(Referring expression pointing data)

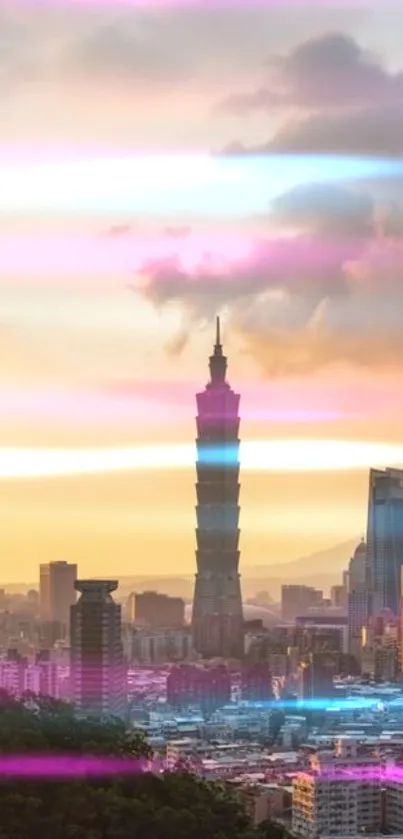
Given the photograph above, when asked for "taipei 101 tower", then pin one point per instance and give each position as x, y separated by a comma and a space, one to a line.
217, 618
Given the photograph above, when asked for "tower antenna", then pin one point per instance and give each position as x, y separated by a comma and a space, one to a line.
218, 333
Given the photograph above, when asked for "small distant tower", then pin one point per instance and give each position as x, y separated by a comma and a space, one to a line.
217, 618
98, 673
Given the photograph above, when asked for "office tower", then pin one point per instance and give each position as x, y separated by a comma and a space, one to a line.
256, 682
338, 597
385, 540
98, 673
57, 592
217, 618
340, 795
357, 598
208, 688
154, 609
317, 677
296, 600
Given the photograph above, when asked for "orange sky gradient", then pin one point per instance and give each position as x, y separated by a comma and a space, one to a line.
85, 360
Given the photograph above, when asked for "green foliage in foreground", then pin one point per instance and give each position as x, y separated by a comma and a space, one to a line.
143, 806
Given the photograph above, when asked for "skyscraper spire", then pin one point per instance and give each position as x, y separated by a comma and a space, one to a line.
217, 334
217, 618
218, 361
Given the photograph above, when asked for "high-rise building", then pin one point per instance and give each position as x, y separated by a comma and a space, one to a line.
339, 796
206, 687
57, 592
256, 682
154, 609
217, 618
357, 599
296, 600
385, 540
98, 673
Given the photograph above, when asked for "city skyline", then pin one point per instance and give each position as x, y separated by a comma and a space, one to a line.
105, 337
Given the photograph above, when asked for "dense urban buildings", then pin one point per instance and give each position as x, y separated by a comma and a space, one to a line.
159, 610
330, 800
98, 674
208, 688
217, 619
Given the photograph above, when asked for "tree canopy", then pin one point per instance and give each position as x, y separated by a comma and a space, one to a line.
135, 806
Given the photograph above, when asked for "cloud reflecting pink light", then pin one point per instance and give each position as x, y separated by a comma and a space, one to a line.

Problem to work on: Would you output all of the entries above exactly, keeping the pictures out?

Result:
Given the photograph above, when asked for "taipei 101 tower", then pin one point per instance and give each position as x, y separated by a comma and a space, one to a line.
217, 618
Given the photograph above, when asked for "tower antenna", then pin one point per instance and give each position as x, y separated by a comma and a space, one to a line.
218, 333
Given the photograph above, when asked for "small distant tower", then pin one point per instance and give each position as x, y separated by a comma and a space, one to a line.
217, 618
98, 673
Given the photograph above, when asked for "office tower", then pin one point per instance and give each position as x, y separated by a comma and a space, one to a line.
256, 682
338, 597
385, 540
98, 673
57, 592
217, 618
340, 795
357, 598
208, 688
154, 609
317, 677
296, 600
Given the photograph above, when asked for "orange sky gradient", then pin one point per instance and give each position as x, y separated by a comma and a space, one to a line.
85, 360
Given the photograph above, when asked for "green foliage in foreground", then pin one point per instance and give each position as x, y separated by a comma and a space, one to a line.
143, 806
Given the photograph above, when asked for "skyscraper spire", then pin one point per instance and give each position as x, y separated by a comma and a space, one to a line.
217, 334
217, 618
218, 361
Given the photograph above, when asked for "high-rise building", then pin one point per instance and give each position as x, y separated by a comma and a space, one to a line.
339, 796
206, 687
57, 592
256, 682
154, 609
217, 618
357, 599
296, 600
385, 540
98, 673
Given the photograph above, when asked for "city skyline", then pin one point per instance and give each position as x, y separated by a comma and a space, one to a line.
105, 337
Given the photograph above, when asked for "dense urban buildings", then pin one point per instance and give each position as x, y separated by a comma and a space, one to a line.
159, 610
330, 800
98, 674
208, 688
217, 619
Given the photograph above, when asked for "tree canopy", then pin one point per instance and give each position as x, y separated by a comma and a space, one to a line.
135, 806
Given the photograph above, when asked for "cloud reflecting pink light", then pin one point per instance and give each position as x, y separated by a comma and a space, one to a line.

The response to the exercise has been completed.